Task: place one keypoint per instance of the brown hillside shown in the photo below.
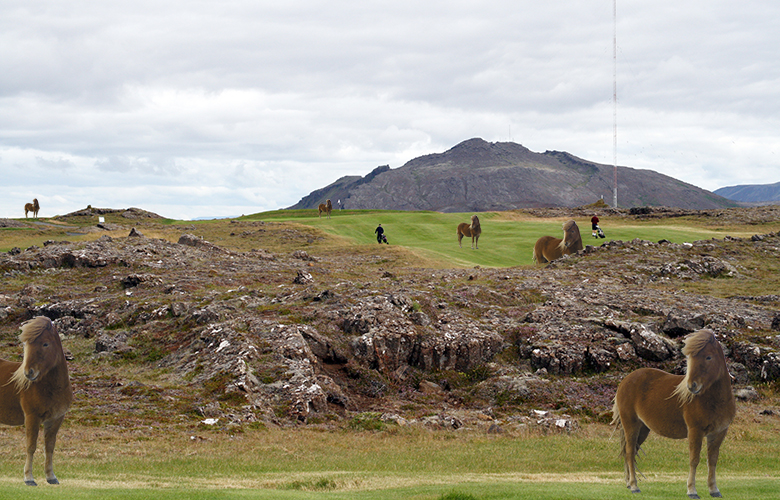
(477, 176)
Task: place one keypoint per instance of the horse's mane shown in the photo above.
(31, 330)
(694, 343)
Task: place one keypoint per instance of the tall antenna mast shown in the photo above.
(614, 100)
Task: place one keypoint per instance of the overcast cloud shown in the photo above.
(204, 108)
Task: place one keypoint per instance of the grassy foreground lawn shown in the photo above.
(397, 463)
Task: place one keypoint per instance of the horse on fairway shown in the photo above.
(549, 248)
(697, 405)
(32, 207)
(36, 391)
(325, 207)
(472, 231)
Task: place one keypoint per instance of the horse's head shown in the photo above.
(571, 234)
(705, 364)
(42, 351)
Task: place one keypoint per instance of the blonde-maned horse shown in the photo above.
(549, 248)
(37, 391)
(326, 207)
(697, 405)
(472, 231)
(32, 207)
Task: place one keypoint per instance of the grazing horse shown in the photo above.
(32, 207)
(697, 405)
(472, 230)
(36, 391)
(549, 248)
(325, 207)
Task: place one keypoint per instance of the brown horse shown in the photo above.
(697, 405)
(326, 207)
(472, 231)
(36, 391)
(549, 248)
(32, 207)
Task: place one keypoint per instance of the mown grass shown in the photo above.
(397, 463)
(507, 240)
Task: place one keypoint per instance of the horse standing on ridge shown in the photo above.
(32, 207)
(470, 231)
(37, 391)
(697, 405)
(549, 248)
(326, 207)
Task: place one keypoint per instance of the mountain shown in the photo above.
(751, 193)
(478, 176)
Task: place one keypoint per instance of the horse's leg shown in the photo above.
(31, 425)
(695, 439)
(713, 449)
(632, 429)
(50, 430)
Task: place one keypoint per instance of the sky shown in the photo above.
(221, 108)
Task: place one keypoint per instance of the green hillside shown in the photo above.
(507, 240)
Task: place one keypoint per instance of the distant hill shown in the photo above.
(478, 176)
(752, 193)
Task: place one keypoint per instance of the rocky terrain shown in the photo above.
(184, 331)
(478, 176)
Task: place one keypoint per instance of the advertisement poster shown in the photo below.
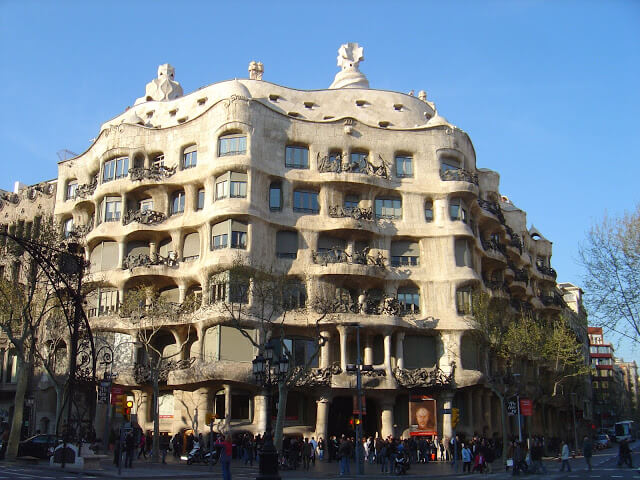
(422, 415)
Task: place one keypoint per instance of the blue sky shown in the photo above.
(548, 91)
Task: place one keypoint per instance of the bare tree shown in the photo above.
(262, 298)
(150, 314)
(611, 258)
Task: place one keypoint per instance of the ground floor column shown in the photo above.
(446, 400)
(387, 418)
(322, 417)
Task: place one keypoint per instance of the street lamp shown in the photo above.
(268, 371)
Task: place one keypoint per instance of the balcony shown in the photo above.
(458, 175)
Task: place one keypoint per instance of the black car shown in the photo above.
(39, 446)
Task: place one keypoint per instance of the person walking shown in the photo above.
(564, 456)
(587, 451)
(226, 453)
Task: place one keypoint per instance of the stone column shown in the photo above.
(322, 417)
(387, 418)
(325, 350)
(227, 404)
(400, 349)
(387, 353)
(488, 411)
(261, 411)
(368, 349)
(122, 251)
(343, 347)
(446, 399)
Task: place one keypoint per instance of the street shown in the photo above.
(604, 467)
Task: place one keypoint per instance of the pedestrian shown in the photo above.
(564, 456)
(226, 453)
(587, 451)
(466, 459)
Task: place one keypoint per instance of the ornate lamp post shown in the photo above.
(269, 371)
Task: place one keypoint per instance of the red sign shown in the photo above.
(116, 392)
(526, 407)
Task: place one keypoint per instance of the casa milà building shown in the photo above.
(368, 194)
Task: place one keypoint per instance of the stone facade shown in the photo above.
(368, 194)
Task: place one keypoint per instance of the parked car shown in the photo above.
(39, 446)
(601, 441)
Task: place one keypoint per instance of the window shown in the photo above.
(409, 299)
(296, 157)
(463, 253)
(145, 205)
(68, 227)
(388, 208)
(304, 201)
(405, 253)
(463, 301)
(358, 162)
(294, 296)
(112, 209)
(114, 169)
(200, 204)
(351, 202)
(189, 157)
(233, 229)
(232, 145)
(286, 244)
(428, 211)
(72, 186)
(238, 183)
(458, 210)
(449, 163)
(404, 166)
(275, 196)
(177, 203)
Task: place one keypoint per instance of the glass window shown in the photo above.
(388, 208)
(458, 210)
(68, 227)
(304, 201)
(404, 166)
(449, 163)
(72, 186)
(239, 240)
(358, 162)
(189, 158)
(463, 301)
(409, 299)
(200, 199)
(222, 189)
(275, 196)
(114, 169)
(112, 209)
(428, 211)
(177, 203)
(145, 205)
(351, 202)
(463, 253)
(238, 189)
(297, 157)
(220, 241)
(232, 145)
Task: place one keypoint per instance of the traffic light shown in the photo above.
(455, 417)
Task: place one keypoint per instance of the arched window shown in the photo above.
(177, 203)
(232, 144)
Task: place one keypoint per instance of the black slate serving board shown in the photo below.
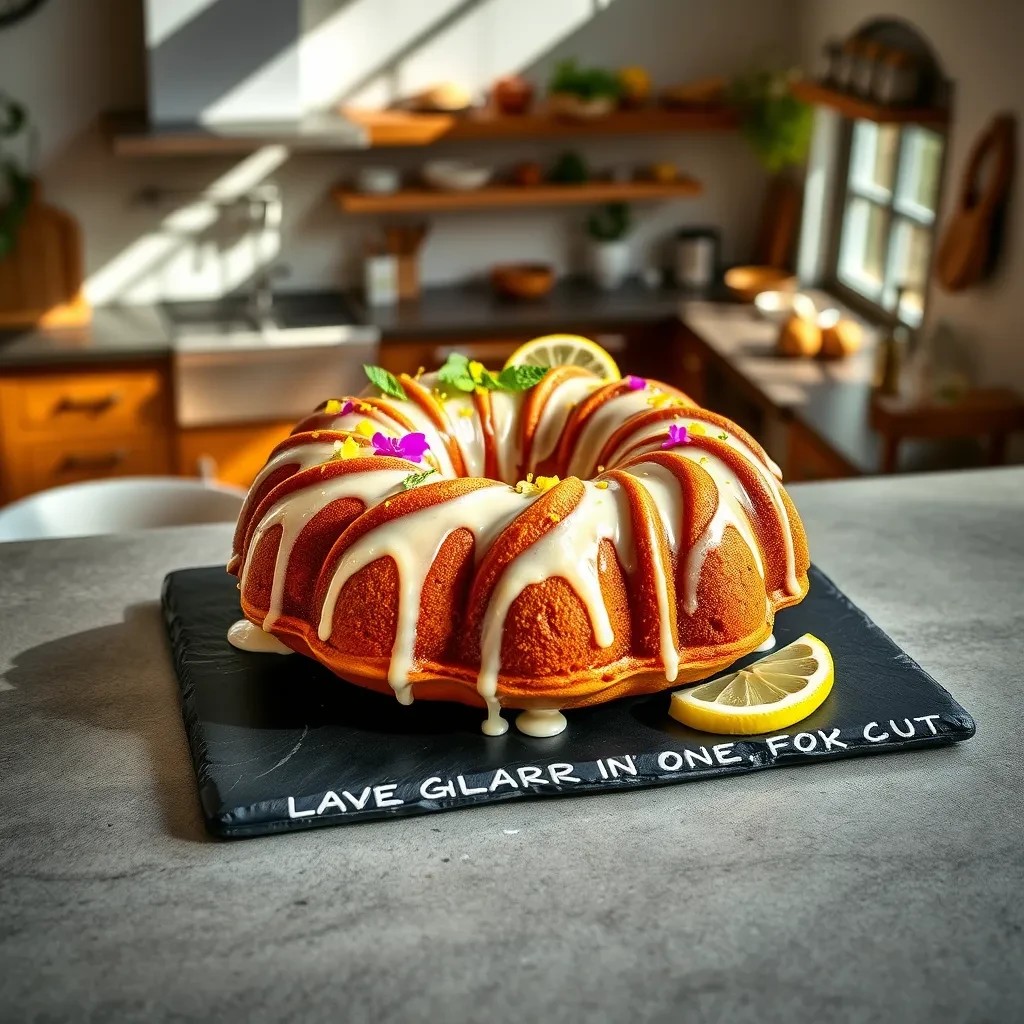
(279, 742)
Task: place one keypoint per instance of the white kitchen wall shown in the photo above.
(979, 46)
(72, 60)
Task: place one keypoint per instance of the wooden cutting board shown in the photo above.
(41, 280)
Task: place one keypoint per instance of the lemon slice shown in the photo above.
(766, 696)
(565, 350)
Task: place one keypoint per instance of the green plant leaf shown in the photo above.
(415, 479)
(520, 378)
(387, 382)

---

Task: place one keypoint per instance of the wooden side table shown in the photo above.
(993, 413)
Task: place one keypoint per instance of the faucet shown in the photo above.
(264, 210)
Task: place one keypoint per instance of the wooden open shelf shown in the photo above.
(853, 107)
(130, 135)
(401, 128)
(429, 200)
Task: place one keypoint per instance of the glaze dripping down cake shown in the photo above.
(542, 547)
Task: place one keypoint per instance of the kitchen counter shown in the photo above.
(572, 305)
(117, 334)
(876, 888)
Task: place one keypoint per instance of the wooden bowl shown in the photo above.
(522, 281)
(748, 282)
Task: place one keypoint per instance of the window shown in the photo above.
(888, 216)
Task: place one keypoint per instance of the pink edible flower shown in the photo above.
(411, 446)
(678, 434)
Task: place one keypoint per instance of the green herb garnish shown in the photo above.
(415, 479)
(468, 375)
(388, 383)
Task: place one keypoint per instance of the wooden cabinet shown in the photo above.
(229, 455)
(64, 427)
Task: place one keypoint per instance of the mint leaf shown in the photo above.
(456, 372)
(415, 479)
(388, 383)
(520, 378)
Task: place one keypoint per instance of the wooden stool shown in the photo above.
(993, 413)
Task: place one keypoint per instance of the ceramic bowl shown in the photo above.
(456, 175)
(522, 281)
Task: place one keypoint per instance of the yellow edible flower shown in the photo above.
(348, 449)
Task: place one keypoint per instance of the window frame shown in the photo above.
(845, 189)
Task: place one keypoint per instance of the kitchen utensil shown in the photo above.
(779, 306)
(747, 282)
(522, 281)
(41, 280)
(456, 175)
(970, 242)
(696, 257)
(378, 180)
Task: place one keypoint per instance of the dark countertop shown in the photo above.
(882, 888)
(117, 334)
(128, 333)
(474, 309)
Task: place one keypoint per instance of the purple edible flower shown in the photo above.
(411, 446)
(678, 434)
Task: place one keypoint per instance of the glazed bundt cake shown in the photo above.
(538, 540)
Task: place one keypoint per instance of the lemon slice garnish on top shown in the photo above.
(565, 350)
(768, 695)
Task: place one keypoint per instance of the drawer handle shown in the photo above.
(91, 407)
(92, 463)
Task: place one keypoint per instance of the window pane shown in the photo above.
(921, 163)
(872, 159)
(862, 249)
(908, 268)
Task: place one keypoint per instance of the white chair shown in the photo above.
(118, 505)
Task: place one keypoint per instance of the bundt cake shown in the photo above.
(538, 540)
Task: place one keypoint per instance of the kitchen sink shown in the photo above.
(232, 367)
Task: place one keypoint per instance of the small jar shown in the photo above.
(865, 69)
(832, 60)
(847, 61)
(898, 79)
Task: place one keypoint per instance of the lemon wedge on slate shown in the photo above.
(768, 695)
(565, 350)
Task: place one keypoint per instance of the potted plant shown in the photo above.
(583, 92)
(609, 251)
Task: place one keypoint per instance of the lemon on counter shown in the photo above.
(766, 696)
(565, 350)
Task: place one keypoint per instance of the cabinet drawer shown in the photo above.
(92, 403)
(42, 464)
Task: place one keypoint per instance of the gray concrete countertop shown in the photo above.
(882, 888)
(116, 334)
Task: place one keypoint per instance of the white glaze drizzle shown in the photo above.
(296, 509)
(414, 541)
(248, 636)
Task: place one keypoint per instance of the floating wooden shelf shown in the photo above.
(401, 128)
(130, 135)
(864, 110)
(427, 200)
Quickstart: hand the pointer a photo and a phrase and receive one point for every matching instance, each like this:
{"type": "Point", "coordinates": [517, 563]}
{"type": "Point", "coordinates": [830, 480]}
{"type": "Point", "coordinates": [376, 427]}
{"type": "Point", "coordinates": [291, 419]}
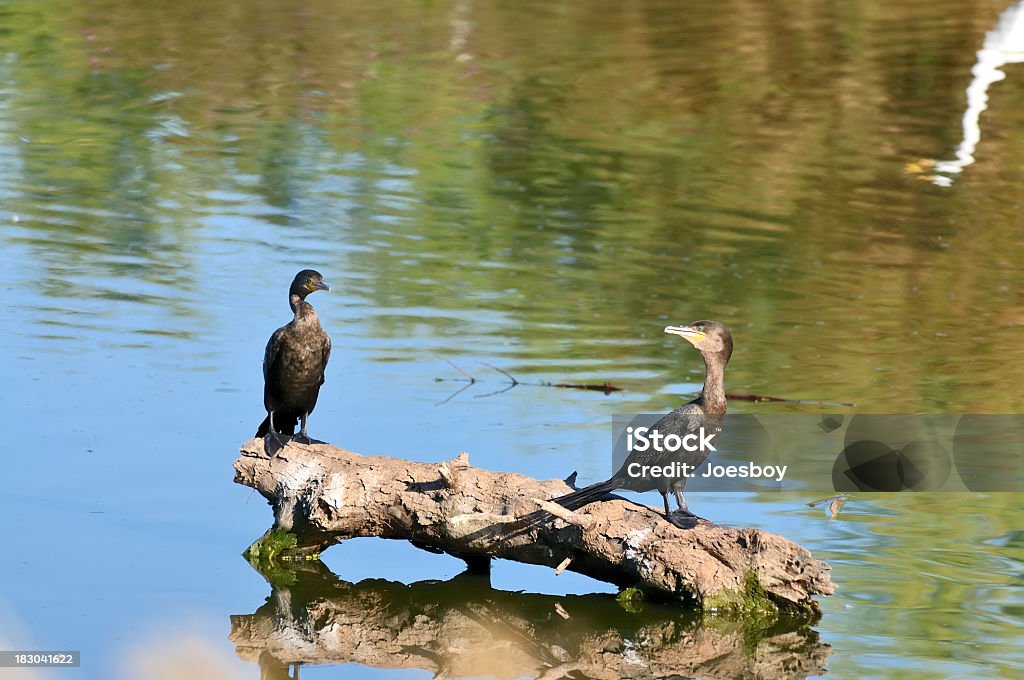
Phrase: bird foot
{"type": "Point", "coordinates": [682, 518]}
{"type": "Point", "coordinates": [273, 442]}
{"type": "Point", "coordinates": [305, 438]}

* * *

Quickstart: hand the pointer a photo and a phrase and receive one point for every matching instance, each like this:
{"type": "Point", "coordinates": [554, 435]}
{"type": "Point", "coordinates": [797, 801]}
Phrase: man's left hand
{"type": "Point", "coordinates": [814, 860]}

Short task: Pull out every line of the material that contains the string "street", matching case exactly.

Worked answer:
Task: place one keypoint per instance of the street lamp shown in the photo above.
Task: place one keypoint per instance of the street shown in the photo above.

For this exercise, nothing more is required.